_Extract provided_

%%

Genome Rearrangement

Genome rearrangements shuffle and manipulate gene locations within a genome. Genome rearrangements often harm an individual, but very occasionally, can create an adaptation or even species break. Genome rearrangements are significantly more powerful at modifying the “genomic code” than pointwise mutations.

Comparisons

A synteny block is a region of the genome encoding particular genes. Synteny diagrams can be used to compare chromosome location between two organisms.

For example, the synteny block diagram below depicts mouse genes location (right) to the corresponding homologs in their human counterpart (left). Synteny diagrams also typically have direction on the gene, since the genes are encoded in order.

Comparing the X chromosome in mammals can be especially interesting, because it is highly conserved.

Human-mouse synteny diagram

If each synteny block has a unique ID, and a sign (for direction), an arrangement of $n$ synteny blocks can occur in $n! \times 2^n$ ways.

Reversal

Reversal changes the direction of genes in a certain interval. The bounds for a reversal are called breakage points; when comparing two genomes, one may wish to find a set of reversals mapping one genome to the other.

The number of reversals possible for $n$ synteny blocks is the number of breaks that can be chosen, i.e.

$${n + 1 \choose 2} = \frac {(n + 1)!} {2! (n - 1)!} = \frac {n(n + 1)} 2$$

One may find the number of revesals to permute an arrangement into another.

Finding the number of reversals is pretty fast: $2n - 1$ at most reversals would be required in the worst case: move all elements to the correct position ($n$) + flip all elements to the correct sign ($n$) - 1 because the last element was already in the correct place after already moving $n - 1$ elements.

%%

_Parts of the exercise_
• 1. Retype everything in the genome rearrangement text from "Reversal changes the" down to "be chosen, i.e.".
• 2. In the genome rearrangement text, what are the bounds for a reversal called?
• 3. Carry on writing the genome rearrangement text, starting after its final sentence.

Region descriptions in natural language
%%

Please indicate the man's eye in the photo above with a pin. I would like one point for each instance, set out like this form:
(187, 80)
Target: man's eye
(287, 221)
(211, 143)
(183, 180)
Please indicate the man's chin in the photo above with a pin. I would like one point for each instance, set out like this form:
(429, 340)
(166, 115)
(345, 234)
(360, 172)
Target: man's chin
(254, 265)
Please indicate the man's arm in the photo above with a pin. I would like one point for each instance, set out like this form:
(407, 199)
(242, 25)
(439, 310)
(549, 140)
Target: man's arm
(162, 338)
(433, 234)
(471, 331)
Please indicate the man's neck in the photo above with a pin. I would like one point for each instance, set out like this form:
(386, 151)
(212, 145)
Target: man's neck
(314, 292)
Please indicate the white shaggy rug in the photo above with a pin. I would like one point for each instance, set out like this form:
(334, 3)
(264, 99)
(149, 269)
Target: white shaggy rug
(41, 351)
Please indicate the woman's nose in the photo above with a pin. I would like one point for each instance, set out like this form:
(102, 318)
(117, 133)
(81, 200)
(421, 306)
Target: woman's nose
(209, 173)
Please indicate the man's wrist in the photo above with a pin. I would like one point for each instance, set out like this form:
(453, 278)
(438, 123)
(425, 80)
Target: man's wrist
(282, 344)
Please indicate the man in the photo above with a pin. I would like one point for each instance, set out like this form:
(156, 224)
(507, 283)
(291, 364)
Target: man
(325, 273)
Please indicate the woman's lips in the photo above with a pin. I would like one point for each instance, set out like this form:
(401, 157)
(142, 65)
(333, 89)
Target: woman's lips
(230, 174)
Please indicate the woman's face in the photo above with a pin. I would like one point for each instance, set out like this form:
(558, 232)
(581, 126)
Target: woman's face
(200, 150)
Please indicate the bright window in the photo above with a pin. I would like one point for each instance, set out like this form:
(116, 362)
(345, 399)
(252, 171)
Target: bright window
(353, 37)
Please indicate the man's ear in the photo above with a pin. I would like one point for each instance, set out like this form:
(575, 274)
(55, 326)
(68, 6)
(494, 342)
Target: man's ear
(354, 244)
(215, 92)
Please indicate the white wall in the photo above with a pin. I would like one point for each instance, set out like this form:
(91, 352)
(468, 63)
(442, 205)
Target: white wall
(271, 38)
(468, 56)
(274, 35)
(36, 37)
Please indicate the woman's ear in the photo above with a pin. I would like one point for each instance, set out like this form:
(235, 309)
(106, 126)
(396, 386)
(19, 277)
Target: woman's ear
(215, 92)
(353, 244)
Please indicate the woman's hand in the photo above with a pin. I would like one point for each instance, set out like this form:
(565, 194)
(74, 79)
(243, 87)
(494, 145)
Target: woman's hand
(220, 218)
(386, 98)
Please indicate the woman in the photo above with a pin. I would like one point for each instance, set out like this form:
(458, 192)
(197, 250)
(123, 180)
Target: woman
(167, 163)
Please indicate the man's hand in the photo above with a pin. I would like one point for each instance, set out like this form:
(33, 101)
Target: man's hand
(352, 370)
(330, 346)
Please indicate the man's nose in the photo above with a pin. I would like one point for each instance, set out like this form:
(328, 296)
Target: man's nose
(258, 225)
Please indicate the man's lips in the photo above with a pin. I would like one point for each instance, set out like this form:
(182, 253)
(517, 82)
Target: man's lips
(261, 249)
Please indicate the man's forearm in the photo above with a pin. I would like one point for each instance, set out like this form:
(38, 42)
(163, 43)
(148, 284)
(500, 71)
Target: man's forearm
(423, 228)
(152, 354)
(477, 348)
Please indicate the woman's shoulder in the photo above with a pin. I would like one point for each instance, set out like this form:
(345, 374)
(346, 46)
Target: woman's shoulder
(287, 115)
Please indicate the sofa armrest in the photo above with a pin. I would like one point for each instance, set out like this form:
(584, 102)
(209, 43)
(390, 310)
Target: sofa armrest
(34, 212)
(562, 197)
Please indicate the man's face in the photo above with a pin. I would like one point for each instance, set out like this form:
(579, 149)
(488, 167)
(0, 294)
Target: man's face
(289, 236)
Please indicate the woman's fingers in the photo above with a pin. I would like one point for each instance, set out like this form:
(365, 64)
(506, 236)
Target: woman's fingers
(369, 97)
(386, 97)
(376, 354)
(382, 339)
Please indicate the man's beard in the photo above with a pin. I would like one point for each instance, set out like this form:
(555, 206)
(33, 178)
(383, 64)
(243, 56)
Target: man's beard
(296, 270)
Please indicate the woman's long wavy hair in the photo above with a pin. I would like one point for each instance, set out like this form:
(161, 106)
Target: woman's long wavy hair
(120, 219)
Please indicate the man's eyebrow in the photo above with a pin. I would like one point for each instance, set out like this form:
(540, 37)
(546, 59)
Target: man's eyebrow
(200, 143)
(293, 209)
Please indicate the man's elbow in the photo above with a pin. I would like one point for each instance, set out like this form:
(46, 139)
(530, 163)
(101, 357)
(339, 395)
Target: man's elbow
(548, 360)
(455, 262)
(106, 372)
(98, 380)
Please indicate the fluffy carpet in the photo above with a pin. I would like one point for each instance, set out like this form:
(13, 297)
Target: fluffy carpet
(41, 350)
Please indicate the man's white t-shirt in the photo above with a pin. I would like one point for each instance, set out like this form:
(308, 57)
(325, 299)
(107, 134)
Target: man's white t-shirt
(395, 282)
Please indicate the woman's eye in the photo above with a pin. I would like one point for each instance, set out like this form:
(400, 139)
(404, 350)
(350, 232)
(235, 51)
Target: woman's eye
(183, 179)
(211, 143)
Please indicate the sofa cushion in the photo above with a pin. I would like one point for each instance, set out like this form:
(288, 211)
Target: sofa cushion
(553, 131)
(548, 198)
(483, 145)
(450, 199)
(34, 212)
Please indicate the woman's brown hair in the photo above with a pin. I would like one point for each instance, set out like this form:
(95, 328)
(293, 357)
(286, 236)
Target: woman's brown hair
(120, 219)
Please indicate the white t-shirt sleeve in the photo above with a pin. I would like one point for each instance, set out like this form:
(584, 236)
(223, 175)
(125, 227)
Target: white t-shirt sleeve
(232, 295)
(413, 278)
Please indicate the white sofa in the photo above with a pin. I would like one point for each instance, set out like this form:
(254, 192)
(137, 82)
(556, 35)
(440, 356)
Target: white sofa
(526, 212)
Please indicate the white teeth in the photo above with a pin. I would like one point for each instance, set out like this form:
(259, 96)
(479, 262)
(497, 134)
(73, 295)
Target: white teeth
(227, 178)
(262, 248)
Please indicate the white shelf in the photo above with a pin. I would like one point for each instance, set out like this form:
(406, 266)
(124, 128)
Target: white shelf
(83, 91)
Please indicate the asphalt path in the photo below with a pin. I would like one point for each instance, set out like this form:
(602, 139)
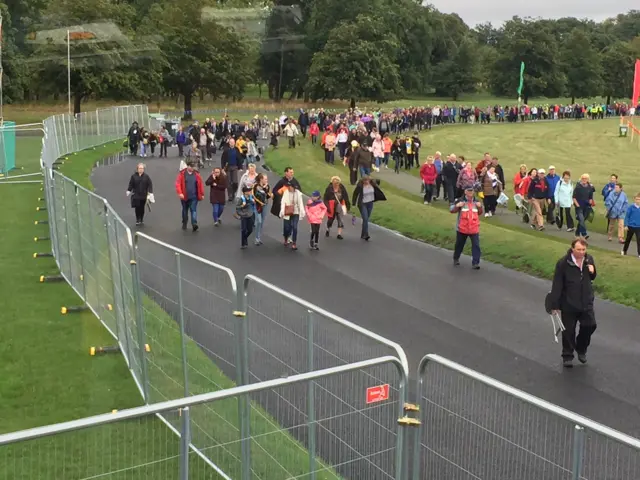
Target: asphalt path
(491, 320)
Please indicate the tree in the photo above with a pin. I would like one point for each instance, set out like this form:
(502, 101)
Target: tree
(583, 66)
(459, 73)
(356, 63)
(199, 53)
(103, 58)
(618, 62)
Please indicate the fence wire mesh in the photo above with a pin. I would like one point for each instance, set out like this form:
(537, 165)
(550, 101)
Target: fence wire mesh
(65, 134)
(473, 430)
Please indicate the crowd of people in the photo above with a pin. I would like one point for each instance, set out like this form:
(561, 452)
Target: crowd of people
(364, 143)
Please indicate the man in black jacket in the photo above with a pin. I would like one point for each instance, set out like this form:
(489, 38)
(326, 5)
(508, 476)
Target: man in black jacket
(572, 297)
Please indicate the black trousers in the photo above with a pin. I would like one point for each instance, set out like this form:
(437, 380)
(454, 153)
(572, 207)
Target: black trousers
(579, 343)
(627, 241)
(139, 213)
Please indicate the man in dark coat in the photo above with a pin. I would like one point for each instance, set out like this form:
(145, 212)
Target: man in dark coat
(281, 187)
(572, 297)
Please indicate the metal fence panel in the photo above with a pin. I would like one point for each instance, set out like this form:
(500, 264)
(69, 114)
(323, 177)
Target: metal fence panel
(473, 427)
(302, 440)
(277, 335)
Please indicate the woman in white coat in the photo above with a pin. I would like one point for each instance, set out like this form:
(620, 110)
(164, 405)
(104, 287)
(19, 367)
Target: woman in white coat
(563, 197)
(291, 212)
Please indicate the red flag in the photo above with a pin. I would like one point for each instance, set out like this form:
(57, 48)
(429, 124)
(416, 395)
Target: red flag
(636, 85)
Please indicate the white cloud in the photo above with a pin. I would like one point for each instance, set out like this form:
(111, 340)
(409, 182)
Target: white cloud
(497, 11)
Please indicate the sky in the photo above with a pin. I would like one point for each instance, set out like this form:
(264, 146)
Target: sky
(497, 11)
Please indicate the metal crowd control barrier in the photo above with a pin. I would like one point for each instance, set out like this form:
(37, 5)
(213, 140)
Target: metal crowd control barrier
(66, 134)
(288, 443)
(473, 426)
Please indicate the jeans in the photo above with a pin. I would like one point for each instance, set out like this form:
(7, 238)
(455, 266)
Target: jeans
(565, 213)
(461, 240)
(365, 213)
(290, 227)
(218, 208)
(246, 227)
(428, 192)
(581, 216)
(259, 223)
(190, 205)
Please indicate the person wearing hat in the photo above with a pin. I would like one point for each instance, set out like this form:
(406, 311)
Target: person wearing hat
(291, 211)
(552, 182)
(469, 210)
(316, 211)
(246, 208)
(190, 190)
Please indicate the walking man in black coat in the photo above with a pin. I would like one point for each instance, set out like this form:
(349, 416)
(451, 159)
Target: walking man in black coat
(572, 297)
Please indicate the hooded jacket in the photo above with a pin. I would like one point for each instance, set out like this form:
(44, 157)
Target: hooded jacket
(572, 290)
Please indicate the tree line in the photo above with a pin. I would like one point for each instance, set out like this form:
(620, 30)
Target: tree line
(313, 50)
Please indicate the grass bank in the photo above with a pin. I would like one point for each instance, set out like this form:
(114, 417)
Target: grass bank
(584, 146)
(618, 276)
(47, 375)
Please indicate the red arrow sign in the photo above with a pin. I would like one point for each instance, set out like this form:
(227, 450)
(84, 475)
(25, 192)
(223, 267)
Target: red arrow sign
(378, 394)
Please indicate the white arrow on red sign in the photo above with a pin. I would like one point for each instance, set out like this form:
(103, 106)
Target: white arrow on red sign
(379, 393)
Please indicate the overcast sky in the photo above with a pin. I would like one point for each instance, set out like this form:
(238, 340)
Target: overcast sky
(497, 11)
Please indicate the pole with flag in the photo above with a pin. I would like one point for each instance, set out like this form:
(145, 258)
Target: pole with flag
(69, 69)
(521, 83)
(635, 98)
(1, 75)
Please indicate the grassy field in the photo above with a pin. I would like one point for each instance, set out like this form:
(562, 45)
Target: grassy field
(256, 102)
(585, 146)
(618, 280)
(47, 375)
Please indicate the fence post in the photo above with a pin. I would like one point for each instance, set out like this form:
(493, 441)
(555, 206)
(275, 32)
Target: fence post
(83, 277)
(242, 367)
(578, 453)
(311, 403)
(185, 441)
(116, 307)
(135, 277)
(182, 329)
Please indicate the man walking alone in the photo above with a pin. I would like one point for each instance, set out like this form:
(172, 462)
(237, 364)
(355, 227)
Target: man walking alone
(572, 297)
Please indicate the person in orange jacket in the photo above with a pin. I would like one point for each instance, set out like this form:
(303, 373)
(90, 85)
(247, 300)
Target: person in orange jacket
(190, 190)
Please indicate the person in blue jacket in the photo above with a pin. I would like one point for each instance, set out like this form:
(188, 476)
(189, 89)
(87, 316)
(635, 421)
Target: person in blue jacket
(632, 225)
(552, 180)
(609, 187)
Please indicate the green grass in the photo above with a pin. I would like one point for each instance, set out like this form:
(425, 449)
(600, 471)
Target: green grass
(618, 278)
(586, 146)
(47, 376)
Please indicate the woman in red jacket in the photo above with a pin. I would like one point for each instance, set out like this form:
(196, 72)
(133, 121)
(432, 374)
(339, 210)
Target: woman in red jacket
(428, 173)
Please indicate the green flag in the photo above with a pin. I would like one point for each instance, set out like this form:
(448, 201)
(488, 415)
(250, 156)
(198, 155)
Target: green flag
(521, 79)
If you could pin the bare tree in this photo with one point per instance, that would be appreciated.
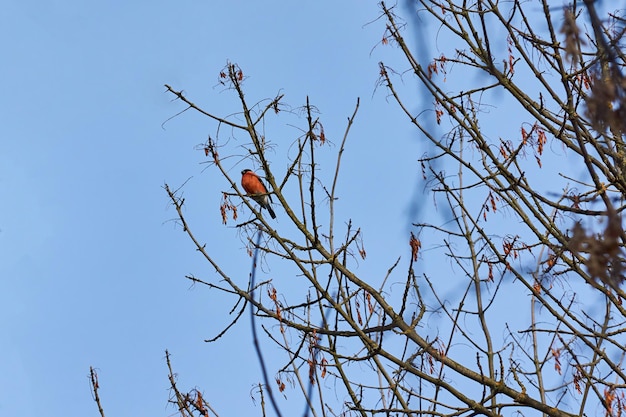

%%

_Task responses_
• 1.
Reversal changes the direction of genes in a certain interval. The bounds for a reversal are called breakage points; when comparing two genomes, one may wish to find a set of reversals mapping one genome to the other.

The number of reversals possible for $n$ synteny blocks is the number of breaks that can be chosen, i.e.

• 2. Breakage points.

• 3.
One can define adjacencies and breakpoints in the permutation of synteny blocks. Adjacencies are when a pair of consecutive elements is in-order ($x_n + 1 = x_{n+1}$ in the sequence $x$). A breakpoint is considered a pair of consecutive elements that do not form an adjacency. To differentiate between the identitity permutation ($+1, +2, +3, …$) and its reversal $…, -3, -2, -1$, we include two implicit positions when counting adjacencies: $x_0 = 0$ and $x_{n+1} = n + 1$.

The reversal distance (number of reversals to transform to the identity permutation) must be at least $\frac {Count(breakpoints)} 2$, because each reversal maintains interior adjacency distance due to the sign flip: $a_i - a_{i - 1} = -(a_{i - 1} - a_i)$.

Graph Representation

We can construct a graph where each edge represents a synteny block, with the edge’s direction (head->tail, tail->head) denoting the sign of the synteny block.

2-break Sorting

Chromosomes can either split apart (fission) or fuse together (fusion). Fusion, fission, and reversal are all considered 2-break operations, because in the graphical representation, these operations break two edges, and reconnect the corresponding nodes to each other.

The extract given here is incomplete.